## Problem to work on
Reproduce each line exactly.

start Supplied material

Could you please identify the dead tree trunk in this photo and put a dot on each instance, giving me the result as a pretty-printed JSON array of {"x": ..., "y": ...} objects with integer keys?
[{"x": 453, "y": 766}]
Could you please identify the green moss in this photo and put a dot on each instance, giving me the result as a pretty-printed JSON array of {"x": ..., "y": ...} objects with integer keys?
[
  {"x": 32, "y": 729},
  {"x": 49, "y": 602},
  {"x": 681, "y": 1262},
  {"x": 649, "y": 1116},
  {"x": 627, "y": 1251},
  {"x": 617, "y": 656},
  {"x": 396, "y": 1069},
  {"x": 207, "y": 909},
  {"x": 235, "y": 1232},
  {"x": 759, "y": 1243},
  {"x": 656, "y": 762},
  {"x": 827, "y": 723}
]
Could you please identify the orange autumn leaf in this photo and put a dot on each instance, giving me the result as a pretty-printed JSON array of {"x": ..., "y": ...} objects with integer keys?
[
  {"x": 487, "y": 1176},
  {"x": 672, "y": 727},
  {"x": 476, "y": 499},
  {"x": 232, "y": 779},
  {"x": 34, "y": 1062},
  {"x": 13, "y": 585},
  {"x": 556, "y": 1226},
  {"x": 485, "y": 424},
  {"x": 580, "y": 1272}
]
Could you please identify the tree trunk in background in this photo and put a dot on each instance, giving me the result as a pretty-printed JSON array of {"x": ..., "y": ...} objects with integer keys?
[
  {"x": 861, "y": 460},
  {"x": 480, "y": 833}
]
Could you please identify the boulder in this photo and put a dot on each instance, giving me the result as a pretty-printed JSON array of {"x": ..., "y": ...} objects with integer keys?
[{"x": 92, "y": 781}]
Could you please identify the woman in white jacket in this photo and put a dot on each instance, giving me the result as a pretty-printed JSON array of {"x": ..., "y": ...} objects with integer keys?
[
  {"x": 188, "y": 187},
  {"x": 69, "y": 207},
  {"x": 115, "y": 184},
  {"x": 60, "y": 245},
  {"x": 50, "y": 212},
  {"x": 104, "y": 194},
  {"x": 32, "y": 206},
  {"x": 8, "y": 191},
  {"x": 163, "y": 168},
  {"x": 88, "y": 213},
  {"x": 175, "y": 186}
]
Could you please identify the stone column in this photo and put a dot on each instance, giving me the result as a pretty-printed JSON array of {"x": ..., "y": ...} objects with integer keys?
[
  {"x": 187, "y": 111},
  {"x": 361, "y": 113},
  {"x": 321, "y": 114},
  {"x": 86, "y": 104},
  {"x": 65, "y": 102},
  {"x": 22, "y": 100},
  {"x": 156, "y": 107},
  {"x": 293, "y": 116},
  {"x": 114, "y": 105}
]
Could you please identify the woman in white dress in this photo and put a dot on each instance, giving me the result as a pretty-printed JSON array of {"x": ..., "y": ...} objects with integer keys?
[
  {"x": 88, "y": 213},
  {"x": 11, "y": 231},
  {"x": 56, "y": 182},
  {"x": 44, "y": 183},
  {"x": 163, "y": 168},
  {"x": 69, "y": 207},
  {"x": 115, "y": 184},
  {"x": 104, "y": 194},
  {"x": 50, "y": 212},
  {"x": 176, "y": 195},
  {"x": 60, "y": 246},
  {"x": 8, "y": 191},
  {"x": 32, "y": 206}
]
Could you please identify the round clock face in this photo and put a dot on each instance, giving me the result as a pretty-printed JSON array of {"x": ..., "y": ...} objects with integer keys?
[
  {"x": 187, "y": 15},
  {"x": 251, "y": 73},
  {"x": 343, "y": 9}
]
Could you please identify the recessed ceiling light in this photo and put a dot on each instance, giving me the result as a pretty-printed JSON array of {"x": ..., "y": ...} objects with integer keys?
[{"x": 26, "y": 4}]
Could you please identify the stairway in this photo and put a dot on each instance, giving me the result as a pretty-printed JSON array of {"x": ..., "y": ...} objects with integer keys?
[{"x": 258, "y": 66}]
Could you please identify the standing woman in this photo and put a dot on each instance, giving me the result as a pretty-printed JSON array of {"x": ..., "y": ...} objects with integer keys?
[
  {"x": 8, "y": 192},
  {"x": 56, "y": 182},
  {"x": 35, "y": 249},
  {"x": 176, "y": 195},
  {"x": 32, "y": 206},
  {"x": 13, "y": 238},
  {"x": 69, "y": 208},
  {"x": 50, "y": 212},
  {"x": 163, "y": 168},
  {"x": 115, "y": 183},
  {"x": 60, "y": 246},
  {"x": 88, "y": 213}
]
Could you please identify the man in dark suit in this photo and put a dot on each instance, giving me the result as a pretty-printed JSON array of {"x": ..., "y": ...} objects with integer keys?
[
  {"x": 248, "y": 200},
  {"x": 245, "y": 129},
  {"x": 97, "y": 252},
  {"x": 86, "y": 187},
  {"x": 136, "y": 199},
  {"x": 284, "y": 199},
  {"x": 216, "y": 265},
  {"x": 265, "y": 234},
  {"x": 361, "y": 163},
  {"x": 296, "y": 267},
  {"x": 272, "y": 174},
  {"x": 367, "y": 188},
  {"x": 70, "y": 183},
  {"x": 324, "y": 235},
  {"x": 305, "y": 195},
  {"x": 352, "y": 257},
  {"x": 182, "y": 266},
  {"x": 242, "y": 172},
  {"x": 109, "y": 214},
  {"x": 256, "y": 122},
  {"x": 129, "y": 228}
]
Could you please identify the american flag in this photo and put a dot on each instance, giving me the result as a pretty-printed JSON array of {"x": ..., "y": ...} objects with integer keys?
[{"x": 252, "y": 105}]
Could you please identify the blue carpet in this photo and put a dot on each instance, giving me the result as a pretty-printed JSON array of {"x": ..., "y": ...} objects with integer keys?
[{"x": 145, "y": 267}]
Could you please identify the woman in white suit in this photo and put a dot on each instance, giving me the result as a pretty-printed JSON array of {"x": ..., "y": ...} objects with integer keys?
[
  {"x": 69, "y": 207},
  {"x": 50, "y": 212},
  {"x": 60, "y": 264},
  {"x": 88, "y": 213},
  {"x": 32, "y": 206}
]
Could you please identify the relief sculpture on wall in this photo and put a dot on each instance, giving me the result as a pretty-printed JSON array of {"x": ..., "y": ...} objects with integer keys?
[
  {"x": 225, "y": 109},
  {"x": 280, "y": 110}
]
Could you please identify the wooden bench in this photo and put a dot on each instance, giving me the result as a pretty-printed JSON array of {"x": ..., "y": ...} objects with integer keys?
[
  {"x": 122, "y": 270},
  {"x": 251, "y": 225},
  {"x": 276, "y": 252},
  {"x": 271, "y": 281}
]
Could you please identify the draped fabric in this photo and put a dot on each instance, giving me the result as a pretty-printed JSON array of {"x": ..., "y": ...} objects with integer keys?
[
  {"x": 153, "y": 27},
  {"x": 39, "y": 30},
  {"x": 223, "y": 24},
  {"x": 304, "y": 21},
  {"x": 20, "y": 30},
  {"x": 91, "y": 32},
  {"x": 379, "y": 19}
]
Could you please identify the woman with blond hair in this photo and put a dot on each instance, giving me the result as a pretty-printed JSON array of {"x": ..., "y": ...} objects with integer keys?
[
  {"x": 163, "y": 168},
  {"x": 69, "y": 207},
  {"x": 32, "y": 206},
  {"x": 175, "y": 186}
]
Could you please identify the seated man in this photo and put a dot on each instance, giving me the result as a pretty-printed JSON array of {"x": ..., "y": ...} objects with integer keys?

end Supplied material

## Exercise solution
Could you please identify the dead tree trunk in this photo and put a dot on each instance, giving me the result as a pretty-printed JSON array of {"x": ..., "y": ...} objects with integer keys?
[{"x": 453, "y": 766}]
Could you please identify the green moss in this photo and put a dot on each instance, giving me the result as a pretty-printed JSON array of {"x": ..., "y": ...} objects with integer keys?
[
  {"x": 32, "y": 729},
  {"x": 49, "y": 602},
  {"x": 681, "y": 1262},
  {"x": 649, "y": 1116},
  {"x": 627, "y": 1251},
  {"x": 617, "y": 656},
  {"x": 396, "y": 1069},
  {"x": 207, "y": 909},
  {"x": 235, "y": 1232},
  {"x": 759, "y": 1243},
  {"x": 656, "y": 762},
  {"x": 827, "y": 723}
]
Could you please identify the orange autumn leaf in this photo and put a dot on each instance, giving me the result as a pretty-printed JSON array of {"x": ..., "y": ...} objects with integer keys?
[
  {"x": 487, "y": 1176},
  {"x": 672, "y": 727},
  {"x": 476, "y": 499},
  {"x": 232, "y": 779},
  {"x": 34, "y": 1062},
  {"x": 13, "y": 585},
  {"x": 556, "y": 1226},
  {"x": 485, "y": 424},
  {"x": 580, "y": 1272}
]
Could you please identify the tree trunk in background in this photo and put a dot on each instance, giving me the result as a pretty-printed JSON array of {"x": ..., "y": ...} objects with integer keys?
[
  {"x": 861, "y": 460},
  {"x": 480, "y": 833}
]
Could you please identify the boulder in this photo and put a dot on each instance, giving me the result as a pretty-printed JSON array of {"x": ..., "y": ...} objects with integer keys?
[{"x": 92, "y": 781}]
Could you please identify the woman in white jacket in this photo and put a dot on each instance, giving me the result as a pretty-printed JSON array of {"x": ..., "y": ...} objects with integer keys?
[
  {"x": 188, "y": 187},
  {"x": 69, "y": 207},
  {"x": 115, "y": 184},
  {"x": 60, "y": 245},
  {"x": 50, "y": 212},
  {"x": 104, "y": 194},
  {"x": 32, "y": 206},
  {"x": 8, "y": 191},
  {"x": 163, "y": 168},
  {"x": 88, "y": 213},
  {"x": 175, "y": 186}
]
Could you please identify the stone column in this photo and put a dot on each instance, giving me the result as a pretty-printed JSON array of {"x": ..., "y": ...} objects with integer keys?
[
  {"x": 187, "y": 111},
  {"x": 361, "y": 113},
  {"x": 321, "y": 114},
  {"x": 86, "y": 104},
  {"x": 65, "y": 102},
  {"x": 22, "y": 100},
  {"x": 156, "y": 107},
  {"x": 293, "y": 116},
  {"x": 114, "y": 105}
]
Could you please identify the woman in white dress in this photo and put a dot on each instance, giving me the result as a pretty-printed JSON array of {"x": ..., "y": ...} objects with integer keys?
[
  {"x": 88, "y": 213},
  {"x": 11, "y": 231},
  {"x": 56, "y": 182},
  {"x": 44, "y": 183},
  {"x": 163, "y": 168},
  {"x": 69, "y": 207},
  {"x": 115, "y": 184},
  {"x": 104, "y": 194},
  {"x": 50, "y": 212},
  {"x": 176, "y": 195},
  {"x": 60, "y": 246},
  {"x": 8, "y": 191},
  {"x": 32, "y": 206}
]
Could you please identify the round clock face in this photo and put a dot on each instance, giving me the result as a pretty-printed JSON array of {"x": ..., "y": ...} objects with integer keys?
[
  {"x": 187, "y": 15},
  {"x": 251, "y": 73},
  {"x": 343, "y": 9}
]
Could you please identify the recessed ceiling light in this photo and put a dot on each instance, giving me the result as a pretty-printed JSON array of {"x": ..., "y": ...} objects with integer keys?
[{"x": 26, "y": 4}]
Could you please identify the stairway in this photo and put a dot on each instance, giving me the result as a pretty-printed JSON array of {"x": ..., "y": ...} objects with integer keys?
[{"x": 258, "y": 66}]
Could you please identify the standing woman in this photo and put a dot on each instance, giving me the result as a pretty-printed JSON array of {"x": ..., "y": ...} objects with integer keys?
[
  {"x": 8, "y": 192},
  {"x": 56, "y": 182},
  {"x": 35, "y": 249},
  {"x": 176, "y": 195},
  {"x": 32, "y": 206},
  {"x": 13, "y": 238},
  {"x": 69, "y": 208},
  {"x": 50, "y": 212},
  {"x": 163, "y": 168},
  {"x": 115, "y": 183},
  {"x": 60, "y": 246},
  {"x": 88, "y": 213}
]
Could you please identify the man in dark suit in this photo and put a dot on each instance, giving me the result as a pretty-printed JSON array of {"x": ..., "y": ...} objects with integer keys?
[
  {"x": 248, "y": 200},
  {"x": 245, "y": 129},
  {"x": 97, "y": 252},
  {"x": 86, "y": 187},
  {"x": 136, "y": 199},
  {"x": 284, "y": 199},
  {"x": 216, "y": 265},
  {"x": 265, "y": 234},
  {"x": 361, "y": 163},
  {"x": 296, "y": 267},
  {"x": 272, "y": 174},
  {"x": 367, "y": 188},
  {"x": 70, "y": 183},
  {"x": 324, "y": 235},
  {"x": 305, "y": 195},
  {"x": 352, "y": 257},
  {"x": 182, "y": 266},
  {"x": 242, "y": 172},
  {"x": 109, "y": 214},
  {"x": 256, "y": 122},
  {"x": 129, "y": 228}
]
Could you please identify the american flag in this photo and put a dot on each instance, giving me the result as a pretty-printed JSON array of {"x": ..., "y": ...} objects with integer keys?
[{"x": 252, "y": 105}]
Could you please identify the blue carpet in this photo and put a dot on each instance, giving me the result as a pretty-printed JSON array of {"x": ..., "y": ...} objects with integer keys?
[{"x": 145, "y": 267}]
Could you please identify the woman in white suit in this photo and put a dot on each instance, giving me the result as a pretty-printed JSON array of {"x": ..., "y": ...} objects with integer keys?
[
  {"x": 69, "y": 207},
  {"x": 50, "y": 212},
  {"x": 60, "y": 264},
  {"x": 88, "y": 213},
  {"x": 32, "y": 206}
]
Could you please identify the relief sculpture on wall in this photo and put a dot on each instance, giving me the result as a pretty-printed JSON array of {"x": ..., "y": ...} objects with integer keys?
[
  {"x": 225, "y": 109},
  {"x": 280, "y": 110}
]
Could you please identify the wooden bench in this photo and put a dot on each instance, giving me the result as a pretty-printed JSON array of {"x": ..., "y": ...} objects with integer keys?
[
  {"x": 122, "y": 270},
  {"x": 251, "y": 225},
  {"x": 276, "y": 252},
  {"x": 271, "y": 281}
]
Could you please identify the draped fabric in this photo and put a dot on each instance, giving me the result as a pretty-printed JSON array of {"x": ..., "y": ...} objects with integer keys?
[
  {"x": 153, "y": 27},
  {"x": 39, "y": 30},
  {"x": 223, "y": 24},
  {"x": 304, "y": 21},
  {"x": 20, "y": 30},
  {"x": 91, "y": 32},
  {"x": 379, "y": 19}
]
Could you please identify the woman with blond hair in this photo and put a dot on each instance, giving me the result as a pretty-printed JSON array of {"x": ..., "y": ...} objects with integer keys?
[
  {"x": 163, "y": 168},
  {"x": 69, "y": 207},
  {"x": 32, "y": 206},
  {"x": 175, "y": 186}
]
Could you please identify the seated man in this photo and put a dot on each instance, giving me the result as a pretty-printed JSON array of {"x": ..., "y": ...} objects with integer keys?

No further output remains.